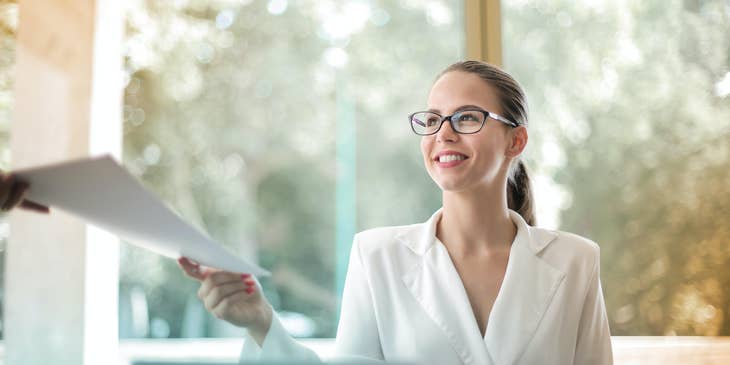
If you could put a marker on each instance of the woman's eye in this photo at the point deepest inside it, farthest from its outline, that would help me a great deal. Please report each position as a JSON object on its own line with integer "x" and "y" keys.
{"x": 468, "y": 117}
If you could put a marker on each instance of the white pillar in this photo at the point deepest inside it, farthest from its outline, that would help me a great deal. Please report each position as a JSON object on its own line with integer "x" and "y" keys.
{"x": 61, "y": 283}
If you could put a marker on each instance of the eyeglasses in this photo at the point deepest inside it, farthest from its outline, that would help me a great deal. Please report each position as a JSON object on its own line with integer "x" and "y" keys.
{"x": 467, "y": 121}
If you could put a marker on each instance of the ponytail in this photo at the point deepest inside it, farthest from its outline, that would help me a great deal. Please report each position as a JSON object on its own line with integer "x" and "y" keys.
{"x": 519, "y": 193}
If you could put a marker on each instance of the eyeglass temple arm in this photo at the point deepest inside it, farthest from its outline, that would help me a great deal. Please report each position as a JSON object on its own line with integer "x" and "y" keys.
{"x": 503, "y": 119}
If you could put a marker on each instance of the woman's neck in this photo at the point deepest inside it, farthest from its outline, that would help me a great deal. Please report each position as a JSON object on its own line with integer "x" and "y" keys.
{"x": 476, "y": 222}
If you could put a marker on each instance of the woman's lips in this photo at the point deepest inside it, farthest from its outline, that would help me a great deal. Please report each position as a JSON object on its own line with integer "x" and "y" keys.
{"x": 449, "y": 164}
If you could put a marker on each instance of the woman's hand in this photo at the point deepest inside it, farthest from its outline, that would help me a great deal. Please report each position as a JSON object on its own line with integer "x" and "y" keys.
{"x": 12, "y": 194}
{"x": 235, "y": 298}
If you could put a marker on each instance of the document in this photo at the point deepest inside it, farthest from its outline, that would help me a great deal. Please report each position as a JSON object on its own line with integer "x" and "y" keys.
{"x": 101, "y": 192}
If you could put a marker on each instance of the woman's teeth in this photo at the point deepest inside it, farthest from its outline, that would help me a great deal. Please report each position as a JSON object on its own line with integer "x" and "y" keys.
{"x": 449, "y": 158}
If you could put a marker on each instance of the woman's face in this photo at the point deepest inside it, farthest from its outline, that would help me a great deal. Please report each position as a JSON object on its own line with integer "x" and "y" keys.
{"x": 483, "y": 157}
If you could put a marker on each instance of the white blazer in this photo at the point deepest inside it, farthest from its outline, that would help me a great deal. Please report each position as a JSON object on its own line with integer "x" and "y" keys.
{"x": 404, "y": 301}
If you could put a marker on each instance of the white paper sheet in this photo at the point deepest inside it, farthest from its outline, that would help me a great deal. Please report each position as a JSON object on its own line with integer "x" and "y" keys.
{"x": 104, "y": 194}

* The exercise
Write out all of the data above word for word, and leave out the pictures.

* Result below
If you could put a marker on each instance of the woman's eye in this photo at the point deepest inside it, farthest from its outline, that would help me a great deal. Please report each position as a JSON object on its own line with integer "x" and "y" keys.
{"x": 468, "y": 117}
If you could put a marker on each instance of the white pillar in this photo at the point deepest inside it, farthest from its outline, that would help me a great deal. Please report each position as a JSON object on its own line with integer "x" and "y" keys.
{"x": 61, "y": 283}
If you could put a marker on each instance of the eyeglasses in this photo at the point deepest inside it, farthest from its outline, that would help me a great deal. Please report each position as a JSON object on its own line with integer "x" and "y" keys.
{"x": 467, "y": 121}
If you could put a marker on each instance of the ponytail in this photo at the point deepest inside it, farthest from its outline, that would help me a great deal. Please report each position as a JSON object on its own line with integer "x" and "y" keys.
{"x": 519, "y": 193}
If you could put a marker on each instance of the eyeglass temple arm in this photo at the point deepest inside it, farthest from its outline, that would help me a great deal. Please report each position as a JSON object on its own line with integer "x" and "y" keys.
{"x": 503, "y": 119}
If you could put a marker on each instance of the woman's neck in this photo at the point deepest inside it, farthest from its outline, that would help me a great deal. Please report each position as a JSON object on its own line with integer "x" and "y" keys.
{"x": 476, "y": 222}
If you could put a marker on each instance of the woman's lips in this photo at the point deepest inside it, farthest from its outline, that would help me a great deal. Please report each position as a JSON object on its own line with integer "x" and "y" keys.
{"x": 449, "y": 164}
If you could put a marker on each instance of the woman's hand in this photo at the point deepest inside it, farthest from its outline, that would help me a great deal. Please report each position as a JSON object on its own line with integer "x" and "y" keys.
{"x": 12, "y": 194}
{"x": 235, "y": 298}
If you could put a marker on each instance of the document in this photo at the point deepest inside it, farthest from its outline, that would help me a great deal. Please report each position as a JSON object on its own line with integer "x" and "y" keys.
{"x": 101, "y": 192}
If you could put a marker on each instance of the woman's teeth in this photo at the point deepest inside it, farthest from its outline, that would help me a great deal. Please report each position as a JSON object on its own line with integer "x" and "y" keys.
{"x": 449, "y": 158}
If you could put a marker on each instance of the woman's face in this photo at the point deepest inside it, farthest from its outline, that would help me a great deal. Please report each position as a JSON object on its own line with integer "x" and "y" keys.
{"x": 483, "y": 157}
If you could put a marker on each instance of the white blazer in this photo at the point deepest inside it, farthest from its outline, that would help me a great deal. Please report each position as a JSON object on its own line with integer "x" and "y" keys.
{"x": 404, "y": 301}
If you could put a marker on each instance of the white paper sheet in this photo at the point deepest inside it, farthest from its outline, that would help me a great deal. Please report each position as a JSON object on its own line with integer "x" and "y" keys.
{"x": 104, "y": 194}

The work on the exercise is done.